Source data

=====

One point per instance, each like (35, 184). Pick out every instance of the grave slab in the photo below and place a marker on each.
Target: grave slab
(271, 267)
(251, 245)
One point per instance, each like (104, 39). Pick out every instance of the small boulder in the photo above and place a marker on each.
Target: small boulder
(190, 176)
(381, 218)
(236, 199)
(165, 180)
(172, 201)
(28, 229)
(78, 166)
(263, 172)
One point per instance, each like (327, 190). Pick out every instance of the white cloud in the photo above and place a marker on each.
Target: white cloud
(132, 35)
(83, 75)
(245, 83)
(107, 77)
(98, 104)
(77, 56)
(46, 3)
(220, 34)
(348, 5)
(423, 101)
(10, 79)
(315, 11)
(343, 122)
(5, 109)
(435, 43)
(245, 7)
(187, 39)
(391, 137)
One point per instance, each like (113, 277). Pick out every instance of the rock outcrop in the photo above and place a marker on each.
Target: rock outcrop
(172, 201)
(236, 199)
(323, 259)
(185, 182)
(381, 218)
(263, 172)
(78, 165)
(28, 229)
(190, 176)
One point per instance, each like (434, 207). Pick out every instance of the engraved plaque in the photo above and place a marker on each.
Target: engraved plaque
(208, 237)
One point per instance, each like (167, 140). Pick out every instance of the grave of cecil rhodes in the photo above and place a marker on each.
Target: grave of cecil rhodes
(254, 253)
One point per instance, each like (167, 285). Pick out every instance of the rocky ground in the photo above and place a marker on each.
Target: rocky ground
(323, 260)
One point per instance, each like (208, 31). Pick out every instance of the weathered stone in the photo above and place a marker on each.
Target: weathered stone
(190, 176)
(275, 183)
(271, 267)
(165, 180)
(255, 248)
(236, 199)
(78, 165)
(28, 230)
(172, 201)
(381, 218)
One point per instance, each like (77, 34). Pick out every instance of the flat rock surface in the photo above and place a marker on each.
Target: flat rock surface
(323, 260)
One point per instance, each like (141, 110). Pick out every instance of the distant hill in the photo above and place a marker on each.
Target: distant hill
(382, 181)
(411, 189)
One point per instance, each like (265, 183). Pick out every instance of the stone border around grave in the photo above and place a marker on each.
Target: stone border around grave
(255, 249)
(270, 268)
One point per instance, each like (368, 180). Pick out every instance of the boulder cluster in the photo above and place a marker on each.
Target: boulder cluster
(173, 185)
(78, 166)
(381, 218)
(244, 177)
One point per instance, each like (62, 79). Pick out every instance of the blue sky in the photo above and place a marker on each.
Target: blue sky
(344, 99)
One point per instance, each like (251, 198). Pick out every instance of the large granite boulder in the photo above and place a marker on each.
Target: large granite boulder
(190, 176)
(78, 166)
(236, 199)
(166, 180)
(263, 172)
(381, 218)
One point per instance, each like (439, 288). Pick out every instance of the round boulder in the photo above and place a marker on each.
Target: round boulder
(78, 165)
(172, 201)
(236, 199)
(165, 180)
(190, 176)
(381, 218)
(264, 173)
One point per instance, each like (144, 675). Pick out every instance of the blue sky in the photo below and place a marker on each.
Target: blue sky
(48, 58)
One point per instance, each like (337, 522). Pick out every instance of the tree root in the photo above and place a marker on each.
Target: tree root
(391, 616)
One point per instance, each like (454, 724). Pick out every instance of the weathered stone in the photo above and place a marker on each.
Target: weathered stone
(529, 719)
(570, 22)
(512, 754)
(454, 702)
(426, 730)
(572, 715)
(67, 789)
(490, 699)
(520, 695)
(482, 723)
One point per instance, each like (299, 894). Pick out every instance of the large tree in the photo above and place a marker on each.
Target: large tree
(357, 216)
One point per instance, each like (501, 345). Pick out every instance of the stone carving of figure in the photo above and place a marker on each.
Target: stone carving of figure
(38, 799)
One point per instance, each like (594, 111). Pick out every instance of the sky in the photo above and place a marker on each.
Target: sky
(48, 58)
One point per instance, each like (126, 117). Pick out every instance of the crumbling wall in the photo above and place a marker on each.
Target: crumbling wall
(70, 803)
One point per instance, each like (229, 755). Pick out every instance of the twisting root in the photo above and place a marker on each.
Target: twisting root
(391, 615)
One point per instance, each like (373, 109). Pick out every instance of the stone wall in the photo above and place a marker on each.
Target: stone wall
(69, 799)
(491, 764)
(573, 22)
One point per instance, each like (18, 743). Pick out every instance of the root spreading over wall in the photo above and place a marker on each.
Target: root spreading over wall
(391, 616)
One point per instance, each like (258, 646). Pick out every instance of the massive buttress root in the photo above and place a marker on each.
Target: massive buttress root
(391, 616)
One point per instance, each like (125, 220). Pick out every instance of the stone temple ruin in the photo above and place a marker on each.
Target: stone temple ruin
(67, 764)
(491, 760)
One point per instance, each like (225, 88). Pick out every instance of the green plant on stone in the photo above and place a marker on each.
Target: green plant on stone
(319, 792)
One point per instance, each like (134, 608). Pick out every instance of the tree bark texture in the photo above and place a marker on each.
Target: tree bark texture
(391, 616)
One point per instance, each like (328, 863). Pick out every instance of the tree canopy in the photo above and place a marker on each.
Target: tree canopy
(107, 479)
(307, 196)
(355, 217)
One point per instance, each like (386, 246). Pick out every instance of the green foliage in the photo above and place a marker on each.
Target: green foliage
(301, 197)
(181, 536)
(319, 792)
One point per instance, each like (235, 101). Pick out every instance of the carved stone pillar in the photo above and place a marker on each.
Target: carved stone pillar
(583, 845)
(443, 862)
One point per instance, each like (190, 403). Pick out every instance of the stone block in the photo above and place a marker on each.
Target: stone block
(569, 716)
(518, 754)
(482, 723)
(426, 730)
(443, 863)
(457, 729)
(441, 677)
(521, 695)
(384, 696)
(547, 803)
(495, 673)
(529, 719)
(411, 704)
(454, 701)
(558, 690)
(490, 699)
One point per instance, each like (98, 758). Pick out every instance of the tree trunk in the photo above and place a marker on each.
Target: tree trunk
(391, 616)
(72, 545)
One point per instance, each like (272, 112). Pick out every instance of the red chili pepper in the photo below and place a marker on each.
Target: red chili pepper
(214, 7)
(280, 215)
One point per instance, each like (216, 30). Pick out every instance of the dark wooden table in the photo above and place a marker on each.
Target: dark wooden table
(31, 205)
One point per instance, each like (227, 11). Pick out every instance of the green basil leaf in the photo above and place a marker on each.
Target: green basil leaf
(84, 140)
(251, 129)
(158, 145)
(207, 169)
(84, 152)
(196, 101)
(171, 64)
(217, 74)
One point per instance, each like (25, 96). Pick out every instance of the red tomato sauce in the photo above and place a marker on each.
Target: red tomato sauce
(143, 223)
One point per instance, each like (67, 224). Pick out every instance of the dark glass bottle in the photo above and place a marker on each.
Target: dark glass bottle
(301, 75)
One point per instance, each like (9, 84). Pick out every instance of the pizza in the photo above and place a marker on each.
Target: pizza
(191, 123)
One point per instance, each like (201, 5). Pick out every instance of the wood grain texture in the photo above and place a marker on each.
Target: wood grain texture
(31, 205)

=====

Write out all of the data above line for line, with no changes.

* [THE RESULT]:
One point per instance, each like (35, 184). Pick out every instance of the grave slab in the photo below and place a marker on each.
Target: grave slab
(271, 267)
(251, 245)
One point per instance, each like (104, 39). Pick out every instance of the small boulder in the photo above and place a marker on each.
Target: small boulder
(190, 176)
(381, 218)
(236, 199)
(165, 180)
(172, 201)
(28, 229)
(78, 166)
(263, 172)
One point per instance, each like (327, 190). Pick out every instance of the white cloud in the photo above and place a marker on each.
Target: white cloud
(132, 35)
(83, 75)
(245, 83)
(107, 77)
(98, 104)
(77, 56)
(46, 3)
(220, 34)
(348, 5)
(423, 101)
(10, 79)
(315, 11)
(343, 122)
(5, 109)
(435, 43)
(245, 7)
(187, 39)
(391, 137)
One point per instance, each like (113, 277). Pick out every instance of the rock outcrop in the photo above and place a marker on each.
Target: rock outcrop
(172, 201)
(236, 199)
(323, 259)
(185, 182)
(381, 218)
(263, 172)
(78, 165)
(28, 229)
(190, 176)
One point per instance, each like (434, 207). Pick out every instance of the engraved plaque in the photo above and place a marker on each.
Target: engraved plaque
(208, 237)
One point per instance, each like (167, 140). Pick out every instance of the grave of cecil rhodes in the photo above and place a marker on each.
Target: grave of cecil rhodes
(254, 253)
One point per instance, each like (167, 285). Pick out every instance of the rocky ground in the photo above and place a marker on each.
Target: rocky ground
(323, 260)
One point per instance, each like (208, 31). Pick out every instance of the weathered stone in the photo above and place a marker on each.
Target: weathered stone
(190, 176)
(275, 183)
(271, 267)
(165, 180)
(255, 248)
(236, 199)
(78, 165)
(28, 230)
(172, 201)
(381, 218)
One point per instance, each like (77, 34). Pick out every instance of the flat rock surface in the photo above and place a marker on each.
Target: flat rock surface
(323, 260)
One point per instance, each like (141, 110). Pick out every instance of the distant hill in the photo above and place a marker on each.
Target: distant hill
(382, 181)
(411, 189)
One point per instance, each like (265, 183). Pick out every instance of the stone border around grave in the photo above and place a marker on each.
Target: stone border around grave
(255, 249)
(270, 268)
One point per instance, each like (368, 180). Pick out every instance of the boulder cluster in the photo above and place a marker on each.
Target: boulder cluster
(173, 185)
(78, 166)
(381, 218)
(244, 177)
One point per instance, each like (62, 79). Pick out every instance of the blue sky in the photo above and place a marker on each.
Target: blue sky
(344, 99)
One point per instance, each like (251, 198). Pick out every instance of the large granite boulder in the photo above and place a marker on each.
Target: large granite boulder
(190, 176)
(78, 166)
(236, 199)
(166, 180)
(263, 172)
(381, 218)
One point per instance, each like (439, 288). Pick out every instance of the round boulder in the photo above and place a marker on each.
Target: round boulder
(78, 165)
(172, 201)
(236, 199)
(165, 180)
(190, 176)
(381, 218)
(264, 173)
One point per instance, each like (144, 675). Pick out every instance of the blue sky in the photo below and place a marker on each.
Target: blue sky
(48, 58)
One point per instance, each like (337, 522). Pick out every instance of the tree root in the photo above and place a marker on each.
Target: tree root
(391, 616)
One point per instance, each like (454, 724). Pick out every instance of the weathered stone in the photo above and place a marker on each.
Target: weathered stone
(529, 719)
(570, 22)
(512, 754)
(454, 702)
(426, 730)
(572, 715)
(67, 789)
(490, 699)
(520, 695)
(482, 723)
One point per instance, each like (299, 894). Pick out every instance of the large tree in the photo above and place a marker on each.
Target: large tree
(357, 216)
One point per instance, each like (501, 345). Pick out every instance of the stone carving of figure in the photo above and place a marker on each.
Target: stone carving of figure
(38, 799)
One point per instance, each like (594, 111). Pick out every instance of the sky in the photo above and place a marker on each.
Target: sky
(48, 58)
One point per instance, each like (126, 117). Pick out every instance of the crumbling wall in the photo above and place a marker on each.
Target: crumbling wall
(70, 803)
One point per instance, each like (229, 755). Pick out every instance of the twisting root in the photo above and place a marker on each.
Target: twisting root
(391, 615)
One point per instance, each like (373, 109). Pick out every instance of the stone wall in the photo above and place a marker on each.
Target: stone wall
(69, 799)
(491, 764)
(573, 22)
One point per instance, each like (18, 743). Pick out every instance of the root spreading over wall in the photo above and place a marker on each.
Target: root spreading over wall
(391, 616)
One point per instance, each like (258, 646). Pick out every instance of the massive buttress root in the photo above and place a marker on each.
Target: massive buttress root
(391, 616)
One point per instance, each like (125, 220). Pick out every instance of the stone temple ruin in the photo above and place a marker on each.
Target: stone temple ruin
(67, 764)
(491, 760)
One point per instance, each like (225, 88). Pick out every instance of the green plant on stone in the photo above and place a marker on each.
Target: green plant on stone
(319, 792)
One point per instance, each like (134, 608). Pick out every instance of the tree bark texture in the photo above and place a marker on each.
Target: tree bark texture
(391, 616)
One point per instance, each like (328, 863). Pick out every instance of the tree canopy in the photo above and place a marker on each.
Target: tree canopy
(107, 479)
(307, 196)
(355, 217)
One point per instance, each like (386, 246). Pick out every instance of the green foliage in the photo above and place a marker on each.
Target: green foliage
(301, 197)
(181, 536)
(319, 792)
One point per instance, each like (235, 101). Pick out every instance of the carved stone pillar in the photo above and place a marker on each.
Target: carved stone pillar
(583, 845)
(443, 862)
One point per instance, each like (190, 403). Pick out every instance of the stone block in the photo above and place a marker on each.
Target: stone block
(569, 716)
(518, 754)
(482, 723)
(426, 730)
(443, 863)
(457, 729)
(441, 677)
(521, 695)
(384, 696)
(547, 803)
(495, 673)
(529, 719)
(411, 704)
(454, 701)
(558, 690)
(490, 699)
One point per instance, each like (98, 758). Pick out every instance of the tree trunk in the photo above and place a marker on each.
Target: tree trunk
(391, 616)
(72, 545)
One point per instance, each like (272, 112). Pick out every instance of the red chili pepper in the photo below and place a marker on each.
Target: red chili pepper
(214, 7)
(280, 215)
One point per instance, each like (216, 30). Pick out every instance of the dark wooden table in the photo above and place a marker on each.
Target: dark wooden table
(31, 205)
One point per instance, each like (227, 11). Pick out every instance of the green basil leaf in the photo above and place a marker on each.
Target: green basil leaf
(84, 140)
(251, 129)
(158, 145)
(207, 169)
(84, 152)
(196, 101)
(171, 64)
(217, 74)
One point per instance, each like (25, 96). Pick out every instance of the red tomato sauce in the photo above and place a marker on each.
Target: red tomato sauce
(143, 223)
One point per instance, each like (67, 224). Pick out every instance of the dark glass bottle in the photo above and place a marker on each.
Target: dark glass bottle
(301, 75)
One point per instance, each like (9, 84). Pick out every instance of the pizza in the photo above and place a marker on each.
Target: pizza
(191, 123)
One point per instance, each like (201, 5). Pick out every instance of the wood grain texture in the photo above and place a marker on each.
Target: wood grain texture
(31, 205)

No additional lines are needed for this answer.